YOUR OBJECTIVE: Reproduce word for word the lines starting at the one that contains "[tag] one dot per instance, sample [266,453]." and ending with the final line, including both of those lines.

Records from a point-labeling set
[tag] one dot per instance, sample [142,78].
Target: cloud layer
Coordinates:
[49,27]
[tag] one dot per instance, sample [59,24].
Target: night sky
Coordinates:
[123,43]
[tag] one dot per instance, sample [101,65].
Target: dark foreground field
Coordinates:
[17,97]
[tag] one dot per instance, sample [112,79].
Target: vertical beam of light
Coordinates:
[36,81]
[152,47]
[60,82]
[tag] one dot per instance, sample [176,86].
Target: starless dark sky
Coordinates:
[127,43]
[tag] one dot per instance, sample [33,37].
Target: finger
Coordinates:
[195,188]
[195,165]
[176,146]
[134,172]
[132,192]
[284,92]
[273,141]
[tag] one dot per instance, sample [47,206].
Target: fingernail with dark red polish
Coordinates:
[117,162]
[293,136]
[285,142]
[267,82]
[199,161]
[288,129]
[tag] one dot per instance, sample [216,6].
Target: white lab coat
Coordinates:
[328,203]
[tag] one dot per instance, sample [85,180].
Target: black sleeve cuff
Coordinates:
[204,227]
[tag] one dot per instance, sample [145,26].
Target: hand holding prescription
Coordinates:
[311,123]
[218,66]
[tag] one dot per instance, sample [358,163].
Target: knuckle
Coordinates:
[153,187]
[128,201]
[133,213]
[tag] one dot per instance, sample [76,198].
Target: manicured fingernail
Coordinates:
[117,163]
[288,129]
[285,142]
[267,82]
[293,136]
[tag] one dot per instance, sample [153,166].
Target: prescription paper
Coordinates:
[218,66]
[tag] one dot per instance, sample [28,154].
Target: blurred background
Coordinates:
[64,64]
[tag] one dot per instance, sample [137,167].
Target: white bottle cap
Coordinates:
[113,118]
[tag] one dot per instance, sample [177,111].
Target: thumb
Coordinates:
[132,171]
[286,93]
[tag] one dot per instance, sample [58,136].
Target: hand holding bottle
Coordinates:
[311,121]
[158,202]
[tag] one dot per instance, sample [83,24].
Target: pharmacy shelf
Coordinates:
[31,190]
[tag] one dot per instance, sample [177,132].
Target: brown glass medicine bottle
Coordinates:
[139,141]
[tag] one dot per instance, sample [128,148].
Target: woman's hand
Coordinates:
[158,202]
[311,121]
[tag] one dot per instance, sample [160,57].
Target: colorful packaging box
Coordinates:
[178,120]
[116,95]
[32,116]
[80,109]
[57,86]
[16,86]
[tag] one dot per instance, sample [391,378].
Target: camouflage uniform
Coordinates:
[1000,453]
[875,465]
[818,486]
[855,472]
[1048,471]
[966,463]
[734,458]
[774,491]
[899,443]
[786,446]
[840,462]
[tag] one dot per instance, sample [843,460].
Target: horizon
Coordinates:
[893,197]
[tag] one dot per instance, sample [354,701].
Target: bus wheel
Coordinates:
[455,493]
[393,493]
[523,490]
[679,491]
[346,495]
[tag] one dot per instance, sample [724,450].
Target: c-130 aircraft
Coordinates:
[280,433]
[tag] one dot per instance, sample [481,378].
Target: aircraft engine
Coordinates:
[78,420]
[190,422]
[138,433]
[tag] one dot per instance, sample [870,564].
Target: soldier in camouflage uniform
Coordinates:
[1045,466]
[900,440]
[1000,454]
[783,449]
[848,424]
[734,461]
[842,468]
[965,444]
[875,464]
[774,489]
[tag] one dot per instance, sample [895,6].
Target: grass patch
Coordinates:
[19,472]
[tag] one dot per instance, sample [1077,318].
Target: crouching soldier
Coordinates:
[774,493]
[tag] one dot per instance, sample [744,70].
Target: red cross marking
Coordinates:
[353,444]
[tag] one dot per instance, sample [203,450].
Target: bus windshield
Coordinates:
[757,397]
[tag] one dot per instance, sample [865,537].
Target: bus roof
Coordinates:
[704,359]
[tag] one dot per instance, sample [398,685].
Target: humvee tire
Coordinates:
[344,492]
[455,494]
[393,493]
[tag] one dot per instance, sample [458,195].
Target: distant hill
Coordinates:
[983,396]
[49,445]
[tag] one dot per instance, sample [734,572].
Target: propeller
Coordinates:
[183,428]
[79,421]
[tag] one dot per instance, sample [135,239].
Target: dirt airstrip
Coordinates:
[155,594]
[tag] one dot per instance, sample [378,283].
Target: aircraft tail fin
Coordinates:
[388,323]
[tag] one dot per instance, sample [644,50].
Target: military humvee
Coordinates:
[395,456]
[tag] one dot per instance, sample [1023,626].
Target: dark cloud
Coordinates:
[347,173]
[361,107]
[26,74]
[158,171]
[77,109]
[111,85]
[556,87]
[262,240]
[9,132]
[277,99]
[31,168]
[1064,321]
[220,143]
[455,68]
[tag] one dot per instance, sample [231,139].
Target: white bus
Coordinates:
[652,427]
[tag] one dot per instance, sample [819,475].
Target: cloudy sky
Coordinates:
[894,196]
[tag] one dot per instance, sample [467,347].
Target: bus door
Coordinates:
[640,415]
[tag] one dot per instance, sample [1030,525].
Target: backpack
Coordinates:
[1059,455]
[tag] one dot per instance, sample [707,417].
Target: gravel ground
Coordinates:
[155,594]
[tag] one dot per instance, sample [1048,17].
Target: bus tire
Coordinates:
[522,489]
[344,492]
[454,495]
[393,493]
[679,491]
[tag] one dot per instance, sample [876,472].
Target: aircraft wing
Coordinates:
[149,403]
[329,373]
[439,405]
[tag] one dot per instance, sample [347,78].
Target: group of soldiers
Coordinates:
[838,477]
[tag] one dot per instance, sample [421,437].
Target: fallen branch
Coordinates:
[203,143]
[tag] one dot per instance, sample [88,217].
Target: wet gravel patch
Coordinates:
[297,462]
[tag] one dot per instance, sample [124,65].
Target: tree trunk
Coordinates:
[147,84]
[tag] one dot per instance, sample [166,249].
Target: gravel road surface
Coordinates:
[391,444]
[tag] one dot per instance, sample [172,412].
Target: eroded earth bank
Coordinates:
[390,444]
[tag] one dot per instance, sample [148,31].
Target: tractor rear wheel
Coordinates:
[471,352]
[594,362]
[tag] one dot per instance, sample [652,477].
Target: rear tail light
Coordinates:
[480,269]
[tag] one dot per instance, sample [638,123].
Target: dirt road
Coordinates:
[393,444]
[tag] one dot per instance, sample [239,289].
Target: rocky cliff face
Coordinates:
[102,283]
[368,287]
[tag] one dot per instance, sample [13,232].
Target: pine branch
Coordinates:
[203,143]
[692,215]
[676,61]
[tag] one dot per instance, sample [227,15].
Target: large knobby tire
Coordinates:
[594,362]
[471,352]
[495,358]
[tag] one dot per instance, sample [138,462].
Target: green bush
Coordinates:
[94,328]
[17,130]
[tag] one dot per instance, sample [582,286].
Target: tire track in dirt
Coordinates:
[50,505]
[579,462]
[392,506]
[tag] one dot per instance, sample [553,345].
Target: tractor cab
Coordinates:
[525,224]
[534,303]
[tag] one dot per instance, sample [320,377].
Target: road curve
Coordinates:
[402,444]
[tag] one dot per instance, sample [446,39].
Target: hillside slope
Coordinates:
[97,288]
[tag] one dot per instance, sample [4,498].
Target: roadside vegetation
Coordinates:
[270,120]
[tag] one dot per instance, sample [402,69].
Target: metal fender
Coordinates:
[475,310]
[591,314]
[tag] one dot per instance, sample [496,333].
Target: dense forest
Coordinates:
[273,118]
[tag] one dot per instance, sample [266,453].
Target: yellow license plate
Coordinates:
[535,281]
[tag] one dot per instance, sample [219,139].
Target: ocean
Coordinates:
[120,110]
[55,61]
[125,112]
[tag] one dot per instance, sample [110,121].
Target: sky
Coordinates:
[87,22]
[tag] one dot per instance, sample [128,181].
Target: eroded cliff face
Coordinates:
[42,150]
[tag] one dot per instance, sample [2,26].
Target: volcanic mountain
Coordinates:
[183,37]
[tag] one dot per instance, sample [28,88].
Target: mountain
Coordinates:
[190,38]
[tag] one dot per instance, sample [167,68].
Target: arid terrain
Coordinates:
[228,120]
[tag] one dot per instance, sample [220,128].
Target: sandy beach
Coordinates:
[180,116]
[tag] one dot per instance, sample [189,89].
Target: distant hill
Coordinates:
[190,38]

REPLY TO THE EXERCISE:
[tag] one dot per instance, sample [266,453].
Target: yellow license plate
Coordinates:
[535,281]
[tag] one dot per instance, sample [219,139].
Target: ocean
Coordinates:
[120,110]
[55,61]
[125,112]
[tag] one dot per instance, sample [110,121].
Target: sky
Coordinates:
[87,22]
[tag] one dot per instance, sample [128,181].
Target: eroded cliff face
Coordinates:
[42,150]
[tag] one dot per instance, sample [2,26].
Target: volcanic mountain
Coordinates:
[183,37]
[tag] one dot per instance, sample [28,88].
Target: mountain
Coordinates:
[190,38]
[tag] one dot per instance, sample [167,68].
Target: arid terrain
Coordinates:
[228,120]
[tag] one dot per instance, sample [220,128].
Target: sandy beach
Coordinates:
[180,116]
[tag] one dot per instance, sample [189,89].
Target: distant hill
Coordinates:
[190,38]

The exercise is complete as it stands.